**Text for analysis**
While the exact number of those affected by garnishments is still unclear, even without the burden of COVID-19, over half of Deep South households are unable to make ends meet for three months, if their income is interrupted.[3] Deep South states have already experienced more than 1.5 million in unemployment claims since March 15, far eclipsing the job losses of the Great Recession.[4]  Lost jobs and reduced incomes due to COVID-19 are only going to exacerbate the problem of people not having enough money to cover expenses.

The concern is not only insufficient income to cover basic needs like food and rent, but also the amount of debt people already carry, such as medical and student loan debt. As seen in the chart below, nearly 40% of residents in each of these five Deep South states held a debt in collections before the pandemic, with that number reaching above 50% for communities of color.  The number of people with debts in collections will rise significantly in the coming months.

Percent of People with Debt in Collection by State and Community

Percent of People with a Debt in Collection by State and Community Chart

Under the CARES Act, these payments are protected from seizure for the repayment of federal or state debts, but no protection was provided for private debts. Advocates across the Deep South are encouraging their state leaders to end the seizure of stimulus checks by private debt collectors. This includes faith-based organizations, legal services providers, consumer advocates, and civil rights organizations. Last week, Mississippians petitioned the Mississippi  Supreme Court to halt garnishment proceedings. In Louisiana, a broad and diverse coalition delivered a letter to Gov. John Bel Edwards asking him to take action to keep stimulus payments in the hands of Louisiana residents. Advocacy efforts are also underway in Alabama, Tennessee, and Arkansas.

**Provided records**
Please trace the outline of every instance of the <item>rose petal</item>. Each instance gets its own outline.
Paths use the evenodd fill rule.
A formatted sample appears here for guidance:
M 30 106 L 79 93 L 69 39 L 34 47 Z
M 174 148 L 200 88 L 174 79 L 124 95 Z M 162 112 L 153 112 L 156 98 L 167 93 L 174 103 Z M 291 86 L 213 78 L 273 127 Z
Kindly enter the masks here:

---

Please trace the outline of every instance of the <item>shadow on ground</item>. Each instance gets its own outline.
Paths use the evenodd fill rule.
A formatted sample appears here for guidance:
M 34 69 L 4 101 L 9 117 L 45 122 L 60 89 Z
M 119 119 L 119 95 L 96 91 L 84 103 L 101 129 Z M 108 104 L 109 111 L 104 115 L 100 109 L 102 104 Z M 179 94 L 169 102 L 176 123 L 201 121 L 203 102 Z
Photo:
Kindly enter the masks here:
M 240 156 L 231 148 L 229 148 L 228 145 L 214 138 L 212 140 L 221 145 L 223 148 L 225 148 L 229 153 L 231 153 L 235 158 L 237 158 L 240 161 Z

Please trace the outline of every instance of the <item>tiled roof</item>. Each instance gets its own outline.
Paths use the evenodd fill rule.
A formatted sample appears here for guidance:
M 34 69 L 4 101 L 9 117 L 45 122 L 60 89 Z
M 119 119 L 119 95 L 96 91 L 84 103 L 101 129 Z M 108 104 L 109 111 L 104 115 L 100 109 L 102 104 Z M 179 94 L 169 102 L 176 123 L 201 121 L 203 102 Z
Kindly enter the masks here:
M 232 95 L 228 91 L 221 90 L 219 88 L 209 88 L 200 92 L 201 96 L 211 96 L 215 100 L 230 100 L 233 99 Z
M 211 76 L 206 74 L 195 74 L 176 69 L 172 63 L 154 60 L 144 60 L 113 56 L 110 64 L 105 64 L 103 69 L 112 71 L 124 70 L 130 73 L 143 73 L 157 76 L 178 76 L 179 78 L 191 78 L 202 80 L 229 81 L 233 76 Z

**Required tasks**
1. In one to three sentences, explain why, according to the text on garnishment of stimulus payments in the Deep South, advocates want state leaders to stop private debt collectors from seizing stimulus checks.
2. Write what comes next in the text on garnishment of stimulus payments in the Deep South, starting after its last sentence.
You can set the entries aside; they aren't needed for anything here.

**Per-task answers**
1. The CARES Act shields stimulus payments from seizure for the repayment of federal or state debts, but it gives no protection against private debts. Advocates are asking state leaders to close that gap by ending seizure of the checks by private debt collectors.

2.
These demands are in line with letters sent by attorneys general in 25 states, national financial services trade associations, and consumer advocates urging the U.S. Treasury to designate the relief payments as exempt from garnishment. The Deep South’s response continues to lag the response nationally as leaders from both political parties have taken steps to enact protections at the state level. States attorneys general in Ohio, Massachusetts, and Nebraska have acted to protect stimulus checks from garnishment. Additional actions include executive orders with debt collection protections by governors in Illinois, Iowa, and Maryland. States can use judicial and executive orders, emergency regulations, and legislation to protect stimulus payments that are meant for rent, utilities, medicine and other essential needs.

Deep South states must act urgently to ensure the CARES Act payments are not hijacked by debt collectors and serve the intended purpose to provide the essential assistance needed for households in these unprecedented times.

 

 


 

 

[1] “Treasury, IRS Deliver 89.5 Million Economic Impact Payments in First Three Weeks, Release State-by-State Economic Impact Payment Figures.” Internal Revenue Service, www.irs.gov/newsroom/treasury-irs-deliver-89-point-5-million-economic-impact-payments-in-first-three-weeks-release-state-by-state-economic-impact-payment-figures.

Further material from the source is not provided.